_What needs to be done_:
Your task is to reproduce exactly the lines from the line with "Practice step: find the white car" through the end of the records below.

_Data shown_:

++++++++

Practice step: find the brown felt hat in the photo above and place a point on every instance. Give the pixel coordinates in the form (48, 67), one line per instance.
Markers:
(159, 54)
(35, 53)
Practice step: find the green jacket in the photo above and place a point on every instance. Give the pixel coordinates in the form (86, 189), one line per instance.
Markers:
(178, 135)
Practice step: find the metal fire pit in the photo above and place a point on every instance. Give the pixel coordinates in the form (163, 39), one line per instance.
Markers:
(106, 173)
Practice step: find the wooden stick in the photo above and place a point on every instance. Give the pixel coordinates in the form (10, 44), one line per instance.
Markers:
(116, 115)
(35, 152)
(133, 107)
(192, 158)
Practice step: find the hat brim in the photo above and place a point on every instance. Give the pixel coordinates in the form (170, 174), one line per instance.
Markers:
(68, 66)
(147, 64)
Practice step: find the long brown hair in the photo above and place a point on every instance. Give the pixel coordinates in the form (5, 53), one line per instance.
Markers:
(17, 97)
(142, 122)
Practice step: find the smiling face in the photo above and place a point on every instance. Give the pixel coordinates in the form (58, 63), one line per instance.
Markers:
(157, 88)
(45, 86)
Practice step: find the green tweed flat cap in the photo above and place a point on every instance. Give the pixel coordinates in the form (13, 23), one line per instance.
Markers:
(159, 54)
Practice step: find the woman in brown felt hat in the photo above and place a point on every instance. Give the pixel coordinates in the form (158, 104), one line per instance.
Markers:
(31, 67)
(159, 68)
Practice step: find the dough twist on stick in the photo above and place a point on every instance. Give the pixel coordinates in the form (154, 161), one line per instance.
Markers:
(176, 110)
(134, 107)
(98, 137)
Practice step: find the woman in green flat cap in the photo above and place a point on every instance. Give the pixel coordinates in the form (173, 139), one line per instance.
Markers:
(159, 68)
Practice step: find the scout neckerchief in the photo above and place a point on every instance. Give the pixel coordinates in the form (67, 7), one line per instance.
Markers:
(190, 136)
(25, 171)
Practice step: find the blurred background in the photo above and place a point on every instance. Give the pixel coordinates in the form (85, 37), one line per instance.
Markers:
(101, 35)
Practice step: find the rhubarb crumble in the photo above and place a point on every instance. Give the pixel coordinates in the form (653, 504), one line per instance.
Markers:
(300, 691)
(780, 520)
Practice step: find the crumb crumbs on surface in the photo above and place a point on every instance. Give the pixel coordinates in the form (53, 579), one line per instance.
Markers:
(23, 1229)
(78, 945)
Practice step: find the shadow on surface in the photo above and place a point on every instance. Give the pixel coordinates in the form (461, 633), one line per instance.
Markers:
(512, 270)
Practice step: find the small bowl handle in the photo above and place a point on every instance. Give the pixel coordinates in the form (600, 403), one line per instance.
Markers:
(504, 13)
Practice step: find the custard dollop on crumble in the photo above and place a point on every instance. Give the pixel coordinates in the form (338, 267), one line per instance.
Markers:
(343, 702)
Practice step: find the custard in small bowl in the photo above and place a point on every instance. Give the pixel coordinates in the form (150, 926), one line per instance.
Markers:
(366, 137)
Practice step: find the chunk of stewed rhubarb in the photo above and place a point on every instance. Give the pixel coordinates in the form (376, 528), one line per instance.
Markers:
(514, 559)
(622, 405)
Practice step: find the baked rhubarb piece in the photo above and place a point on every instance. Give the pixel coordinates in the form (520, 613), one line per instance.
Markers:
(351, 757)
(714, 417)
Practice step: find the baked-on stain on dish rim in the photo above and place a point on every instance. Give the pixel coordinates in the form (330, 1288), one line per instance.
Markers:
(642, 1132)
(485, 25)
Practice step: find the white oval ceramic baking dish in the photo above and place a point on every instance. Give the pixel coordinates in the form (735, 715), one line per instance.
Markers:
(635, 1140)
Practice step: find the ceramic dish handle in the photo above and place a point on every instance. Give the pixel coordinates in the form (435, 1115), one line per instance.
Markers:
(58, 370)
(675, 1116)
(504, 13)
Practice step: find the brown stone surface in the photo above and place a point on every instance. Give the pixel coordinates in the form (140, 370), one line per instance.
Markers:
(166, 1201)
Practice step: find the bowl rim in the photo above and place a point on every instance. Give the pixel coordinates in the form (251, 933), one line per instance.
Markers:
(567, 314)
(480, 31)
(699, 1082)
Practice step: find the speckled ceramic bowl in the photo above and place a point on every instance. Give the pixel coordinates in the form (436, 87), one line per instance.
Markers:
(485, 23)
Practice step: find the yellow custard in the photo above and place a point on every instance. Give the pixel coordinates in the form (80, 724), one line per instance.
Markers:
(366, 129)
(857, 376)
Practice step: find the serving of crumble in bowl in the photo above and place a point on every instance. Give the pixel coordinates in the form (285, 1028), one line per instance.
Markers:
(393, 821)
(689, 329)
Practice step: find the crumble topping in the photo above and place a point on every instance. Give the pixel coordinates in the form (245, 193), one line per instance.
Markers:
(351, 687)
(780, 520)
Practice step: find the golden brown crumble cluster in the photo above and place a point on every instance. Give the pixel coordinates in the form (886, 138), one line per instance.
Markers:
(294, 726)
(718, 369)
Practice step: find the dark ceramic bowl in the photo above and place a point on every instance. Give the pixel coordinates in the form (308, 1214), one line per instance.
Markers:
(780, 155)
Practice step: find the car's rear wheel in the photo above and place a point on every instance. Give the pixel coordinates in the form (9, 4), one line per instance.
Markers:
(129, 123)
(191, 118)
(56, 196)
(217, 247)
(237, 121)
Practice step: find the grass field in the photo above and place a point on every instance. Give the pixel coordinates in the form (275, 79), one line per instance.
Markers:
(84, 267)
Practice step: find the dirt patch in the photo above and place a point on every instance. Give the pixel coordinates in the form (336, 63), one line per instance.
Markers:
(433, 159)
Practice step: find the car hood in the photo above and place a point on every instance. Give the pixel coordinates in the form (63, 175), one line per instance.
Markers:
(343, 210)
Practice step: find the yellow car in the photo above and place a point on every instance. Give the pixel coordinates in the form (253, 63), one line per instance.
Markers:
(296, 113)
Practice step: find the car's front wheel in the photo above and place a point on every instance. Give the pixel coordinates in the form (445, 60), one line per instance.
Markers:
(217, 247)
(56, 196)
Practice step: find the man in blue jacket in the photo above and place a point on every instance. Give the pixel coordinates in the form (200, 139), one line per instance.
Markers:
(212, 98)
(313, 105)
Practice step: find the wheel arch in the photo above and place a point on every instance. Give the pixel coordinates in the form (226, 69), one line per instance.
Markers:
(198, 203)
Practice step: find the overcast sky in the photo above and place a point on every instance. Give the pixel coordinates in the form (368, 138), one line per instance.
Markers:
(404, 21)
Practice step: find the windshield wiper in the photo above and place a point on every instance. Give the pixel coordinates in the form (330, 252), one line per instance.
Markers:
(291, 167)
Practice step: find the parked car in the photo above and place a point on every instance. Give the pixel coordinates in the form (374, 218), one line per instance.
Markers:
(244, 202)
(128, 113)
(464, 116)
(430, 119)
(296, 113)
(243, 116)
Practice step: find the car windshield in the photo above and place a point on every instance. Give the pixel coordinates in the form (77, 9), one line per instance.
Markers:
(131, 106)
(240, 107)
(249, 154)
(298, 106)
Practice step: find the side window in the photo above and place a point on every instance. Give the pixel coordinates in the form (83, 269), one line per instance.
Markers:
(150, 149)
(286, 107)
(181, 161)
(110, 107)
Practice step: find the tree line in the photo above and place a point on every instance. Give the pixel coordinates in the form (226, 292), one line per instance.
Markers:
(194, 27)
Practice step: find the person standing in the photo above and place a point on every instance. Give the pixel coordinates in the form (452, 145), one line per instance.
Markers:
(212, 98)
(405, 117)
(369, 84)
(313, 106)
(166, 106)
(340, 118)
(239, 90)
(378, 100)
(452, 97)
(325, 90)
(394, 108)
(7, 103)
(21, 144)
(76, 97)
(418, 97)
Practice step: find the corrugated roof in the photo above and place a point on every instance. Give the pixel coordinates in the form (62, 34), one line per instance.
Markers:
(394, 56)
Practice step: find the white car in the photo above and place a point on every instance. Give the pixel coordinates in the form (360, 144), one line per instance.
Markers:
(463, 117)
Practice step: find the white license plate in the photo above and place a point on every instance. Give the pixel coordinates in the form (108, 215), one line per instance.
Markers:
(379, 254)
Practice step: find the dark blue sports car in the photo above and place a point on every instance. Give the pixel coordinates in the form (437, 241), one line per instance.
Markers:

++++++++

_Final result_:
Practice step: find the white car in the photo above and place a point on every instance. Give the pixel coordinates in the form (360, 144), one line per instance.
Markers:
(463, 117)
Practice step: find the white license plate in the photo above and place a point on every instance. Give the pixel coordinates in the form (108, 215), one line per instance.
Markers:
(379, 254)
Practice step: find the dark blue sports car in the photo above and place a point on every instance. Give the pixel coordinates in the form (437, 241), one line per instance.
Markers:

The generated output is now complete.